#### [Work order]
Whenever a line in the records below holds the string "aircraft", copy it out.

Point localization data
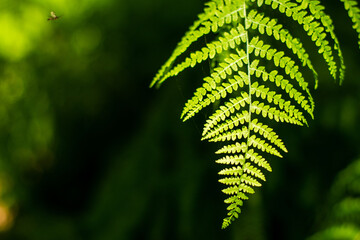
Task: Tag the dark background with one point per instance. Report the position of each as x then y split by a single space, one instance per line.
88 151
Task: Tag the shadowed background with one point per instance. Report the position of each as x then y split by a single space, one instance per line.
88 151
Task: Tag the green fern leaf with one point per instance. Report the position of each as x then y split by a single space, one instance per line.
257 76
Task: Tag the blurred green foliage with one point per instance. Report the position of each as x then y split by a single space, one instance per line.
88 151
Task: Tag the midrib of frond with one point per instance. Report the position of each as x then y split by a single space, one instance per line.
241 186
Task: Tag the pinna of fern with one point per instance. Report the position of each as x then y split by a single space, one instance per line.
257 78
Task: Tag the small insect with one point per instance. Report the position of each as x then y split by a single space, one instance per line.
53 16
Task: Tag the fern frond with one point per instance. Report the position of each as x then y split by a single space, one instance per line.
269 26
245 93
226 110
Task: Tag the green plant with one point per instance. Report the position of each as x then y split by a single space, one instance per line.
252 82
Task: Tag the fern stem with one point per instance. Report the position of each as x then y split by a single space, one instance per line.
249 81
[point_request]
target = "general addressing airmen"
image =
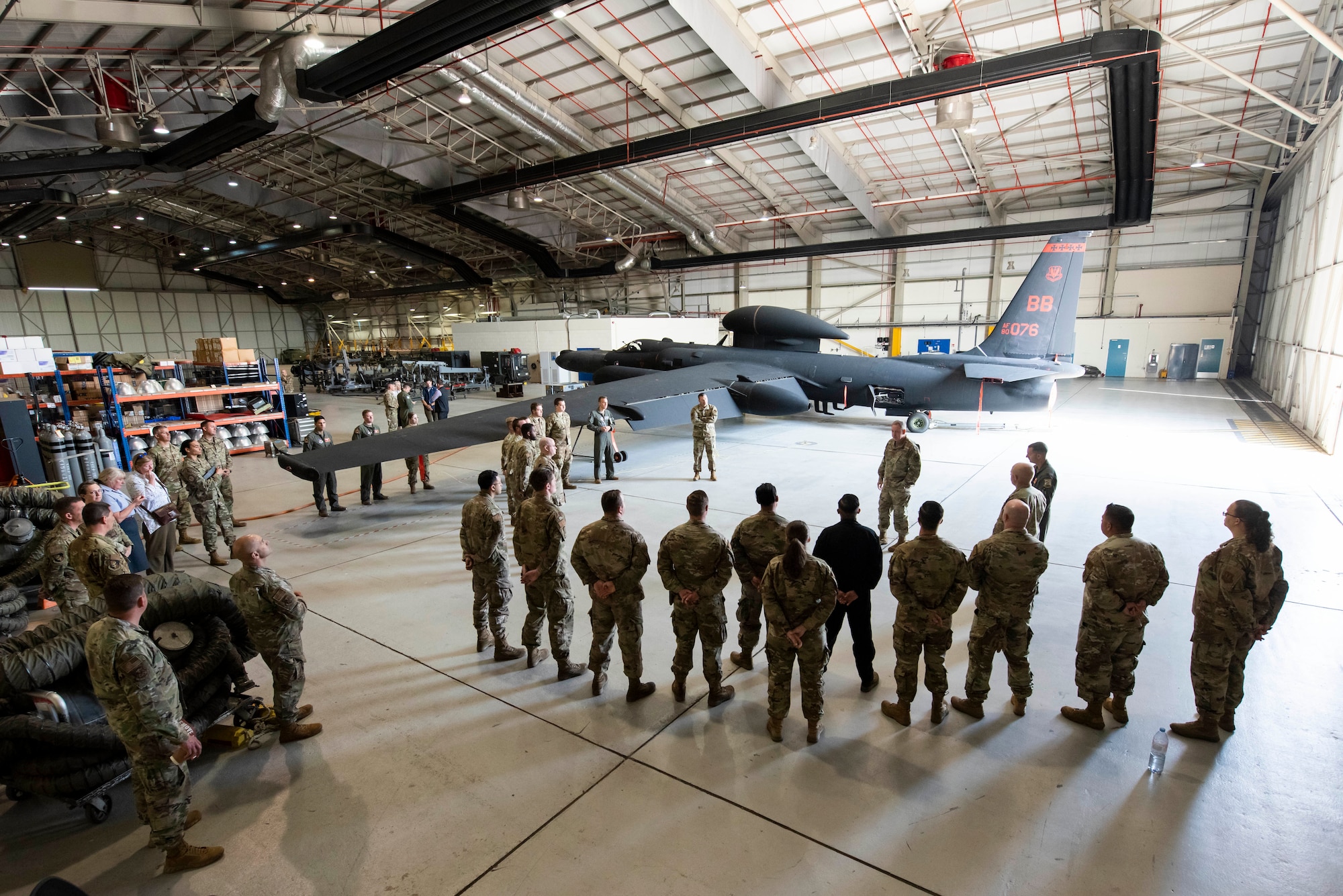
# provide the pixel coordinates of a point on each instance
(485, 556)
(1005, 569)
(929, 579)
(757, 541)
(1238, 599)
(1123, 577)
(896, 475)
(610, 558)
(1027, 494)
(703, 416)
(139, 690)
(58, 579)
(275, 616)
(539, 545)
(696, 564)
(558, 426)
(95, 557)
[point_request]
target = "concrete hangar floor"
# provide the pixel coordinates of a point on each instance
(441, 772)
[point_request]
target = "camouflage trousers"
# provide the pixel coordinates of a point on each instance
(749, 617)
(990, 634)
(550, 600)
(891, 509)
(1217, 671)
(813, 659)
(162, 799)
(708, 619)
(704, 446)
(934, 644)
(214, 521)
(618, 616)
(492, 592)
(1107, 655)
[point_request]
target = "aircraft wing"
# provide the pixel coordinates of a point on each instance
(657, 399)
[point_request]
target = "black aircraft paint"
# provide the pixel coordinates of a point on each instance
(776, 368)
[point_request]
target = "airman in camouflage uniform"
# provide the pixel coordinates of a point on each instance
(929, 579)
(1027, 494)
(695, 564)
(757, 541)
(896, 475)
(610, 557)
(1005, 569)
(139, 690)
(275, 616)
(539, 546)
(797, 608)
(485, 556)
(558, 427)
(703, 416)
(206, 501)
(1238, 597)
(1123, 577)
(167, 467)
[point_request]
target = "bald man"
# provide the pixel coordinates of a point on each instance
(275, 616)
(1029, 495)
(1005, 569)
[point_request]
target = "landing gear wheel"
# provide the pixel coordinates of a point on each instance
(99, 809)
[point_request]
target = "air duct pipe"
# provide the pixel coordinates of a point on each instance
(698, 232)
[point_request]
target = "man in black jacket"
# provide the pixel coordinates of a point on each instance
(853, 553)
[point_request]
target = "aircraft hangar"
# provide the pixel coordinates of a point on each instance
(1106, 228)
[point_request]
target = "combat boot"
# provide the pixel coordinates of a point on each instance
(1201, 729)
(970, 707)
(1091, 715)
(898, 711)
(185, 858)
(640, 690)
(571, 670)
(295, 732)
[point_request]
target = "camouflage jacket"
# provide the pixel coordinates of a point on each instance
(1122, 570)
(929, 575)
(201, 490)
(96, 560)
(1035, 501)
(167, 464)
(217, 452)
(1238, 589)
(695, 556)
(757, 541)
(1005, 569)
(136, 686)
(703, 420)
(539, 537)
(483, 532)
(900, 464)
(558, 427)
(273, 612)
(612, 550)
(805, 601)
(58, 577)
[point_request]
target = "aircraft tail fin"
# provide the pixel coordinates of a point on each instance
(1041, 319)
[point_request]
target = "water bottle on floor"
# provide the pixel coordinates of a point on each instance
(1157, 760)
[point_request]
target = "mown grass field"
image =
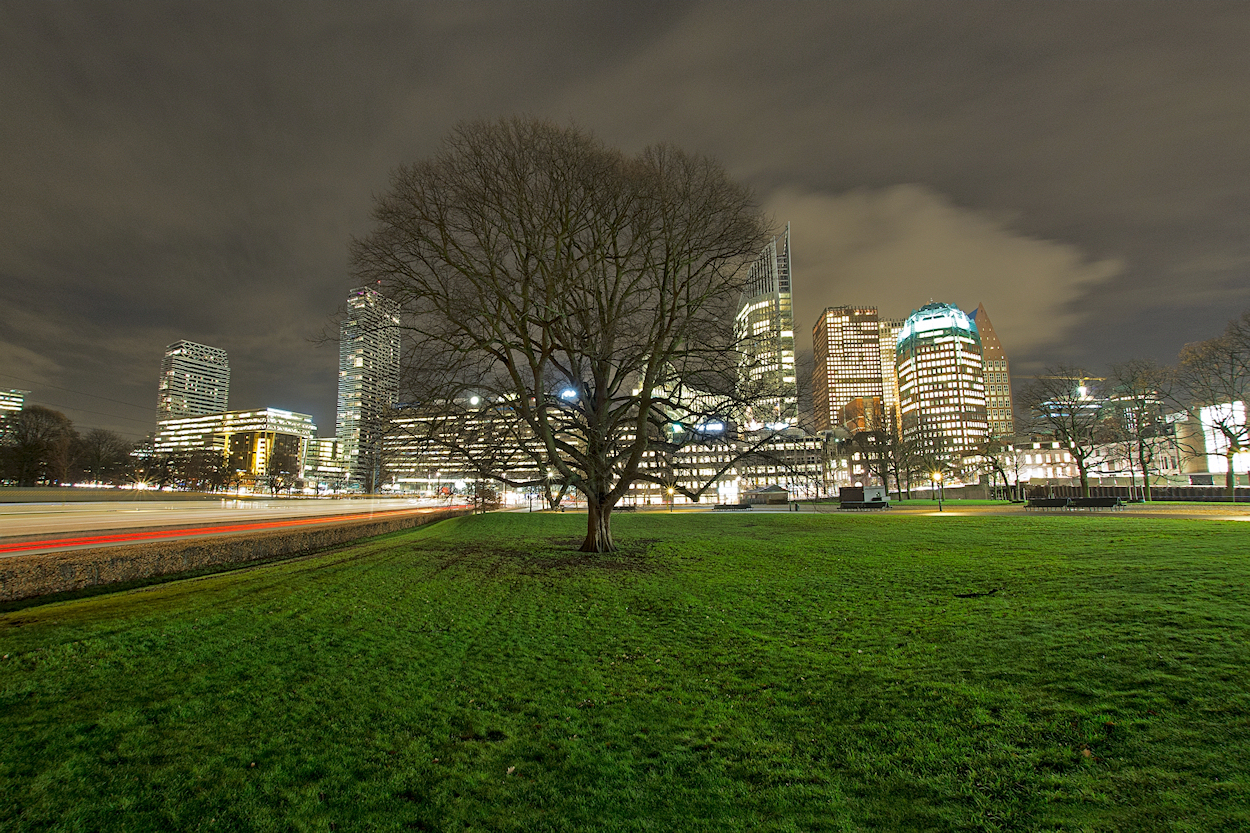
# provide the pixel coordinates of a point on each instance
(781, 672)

==

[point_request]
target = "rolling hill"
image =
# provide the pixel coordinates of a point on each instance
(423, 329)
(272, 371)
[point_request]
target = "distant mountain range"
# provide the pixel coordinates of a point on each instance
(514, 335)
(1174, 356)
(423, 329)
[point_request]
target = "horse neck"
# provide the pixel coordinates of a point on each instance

#### [The answer]
target = "aircraft wing"
target = "black aircraft paint"
target = "aircraft hangar"
target = "aircraft tail fin"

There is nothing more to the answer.